Exercise 1:
Answer these questions from the passage about the 2006 game Prey:
(a) Who does the alien vessel abduct?
(b) Which studio made this version of Prey?
(c) What do the pathways on the craft allow players to do?
Exercise 2: Carry on the passage about the 2006 game Prey, picking up after its final sentence.

6 Prey (2006) Thought With Portals Before Portal

Tommy looking at a Portal that opens to a view of himself adjacent to two portals. Source: gnd-tech.com

Okay, this game is cheating just a little. It actually came out the year before Portal officially released. The game centers on Tommy, a Cherokee man who longs to leave the reservation he has called home. He gets his wish when an alien vessel abducts him, his grandfather, and his girlfriend, and then kill his grandfather. This brings Tommy into a fight for survival to rescue his girlfriend and escape.

One could not be blamed for thinking that Human Head Studios’ Prey, not to be confused with Arkane Studios’ unrelated game of the same title, looks very familiar. Tommy must navigate the craft using high-tech portals scattered throughout. There are even pathways that allow players to walk up walls and ceilings, making for some vertigo-inducing firefights.

Raw records:
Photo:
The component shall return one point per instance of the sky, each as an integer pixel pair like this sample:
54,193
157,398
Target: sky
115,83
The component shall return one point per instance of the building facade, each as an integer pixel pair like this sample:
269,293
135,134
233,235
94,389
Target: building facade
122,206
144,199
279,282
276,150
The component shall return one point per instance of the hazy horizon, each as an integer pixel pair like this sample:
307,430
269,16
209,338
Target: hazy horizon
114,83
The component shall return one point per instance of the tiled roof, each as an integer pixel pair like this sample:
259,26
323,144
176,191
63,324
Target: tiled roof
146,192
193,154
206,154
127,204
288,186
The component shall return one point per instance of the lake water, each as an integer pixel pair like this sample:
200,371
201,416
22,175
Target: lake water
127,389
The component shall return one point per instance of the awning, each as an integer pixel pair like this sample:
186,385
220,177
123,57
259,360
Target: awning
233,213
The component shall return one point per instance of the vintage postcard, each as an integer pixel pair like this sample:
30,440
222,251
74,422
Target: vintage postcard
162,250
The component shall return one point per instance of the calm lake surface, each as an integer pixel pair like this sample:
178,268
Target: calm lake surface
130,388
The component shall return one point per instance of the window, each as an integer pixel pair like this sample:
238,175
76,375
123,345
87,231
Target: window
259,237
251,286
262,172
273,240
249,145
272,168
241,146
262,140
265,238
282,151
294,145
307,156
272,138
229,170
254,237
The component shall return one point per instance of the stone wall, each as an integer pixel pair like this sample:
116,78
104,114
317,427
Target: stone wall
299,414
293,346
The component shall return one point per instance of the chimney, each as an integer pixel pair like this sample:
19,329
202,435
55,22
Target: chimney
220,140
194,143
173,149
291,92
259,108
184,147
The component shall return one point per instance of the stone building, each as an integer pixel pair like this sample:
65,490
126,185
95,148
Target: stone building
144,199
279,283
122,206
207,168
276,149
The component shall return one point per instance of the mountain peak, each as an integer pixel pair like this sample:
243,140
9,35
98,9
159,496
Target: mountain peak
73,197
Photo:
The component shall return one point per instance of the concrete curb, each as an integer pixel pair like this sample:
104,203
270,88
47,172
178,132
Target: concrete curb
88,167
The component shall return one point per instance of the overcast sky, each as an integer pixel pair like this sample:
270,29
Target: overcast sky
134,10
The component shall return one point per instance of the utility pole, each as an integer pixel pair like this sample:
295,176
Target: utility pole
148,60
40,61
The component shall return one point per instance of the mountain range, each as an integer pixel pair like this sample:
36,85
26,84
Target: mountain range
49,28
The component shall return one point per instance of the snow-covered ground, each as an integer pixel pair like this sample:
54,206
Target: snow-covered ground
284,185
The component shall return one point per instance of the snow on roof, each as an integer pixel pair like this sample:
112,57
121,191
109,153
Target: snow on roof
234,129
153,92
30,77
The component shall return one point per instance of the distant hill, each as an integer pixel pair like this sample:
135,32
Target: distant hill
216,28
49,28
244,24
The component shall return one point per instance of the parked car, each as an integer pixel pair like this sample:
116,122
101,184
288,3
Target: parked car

Right answer 1:
(a) Tommy, his grandfather, and his girlfriend.
(b) Human Head Studios.
(c) Walk up walls and ceilings.

Right answer 2:
5 The Sheikah of Breath of the Wild must know GLaDOS

Zelda Breath of the Wild Joloo Nah Shrine block torch puzzle

The Sheikah are a race of beings in The Legend of Zelda: Breath of the Wild that existed at least 10,000 years before the events of the game. They created the advanced technology that Link and the champions would depend on to combat Calamity Ganon. They also created the over 100 shrines scattered throughout Hyrule.

These Shrines may have pulled a page out of GLaDOS’s playbook. Each one contains a unique set of challenges that require Link to use his Sheikah slate, his combat skills, and his wits. Some Shrines will require Link to create blocks of ice on waterfalls to use as platforms. Others will have Link placing spheres on a grid in a certain combination. The ones with the gyro controls, however, are just annoying.

4 In Glitchspace, The Solution Is Coding.

A transparent line graph on top of a white room with a red platform. Image credit: store.steampowered.com

Glitchspace takes place in a world that looks like something out of Tron. Blocks and platforms will have to be manipulated in order to get to the doorway at the other end of each area.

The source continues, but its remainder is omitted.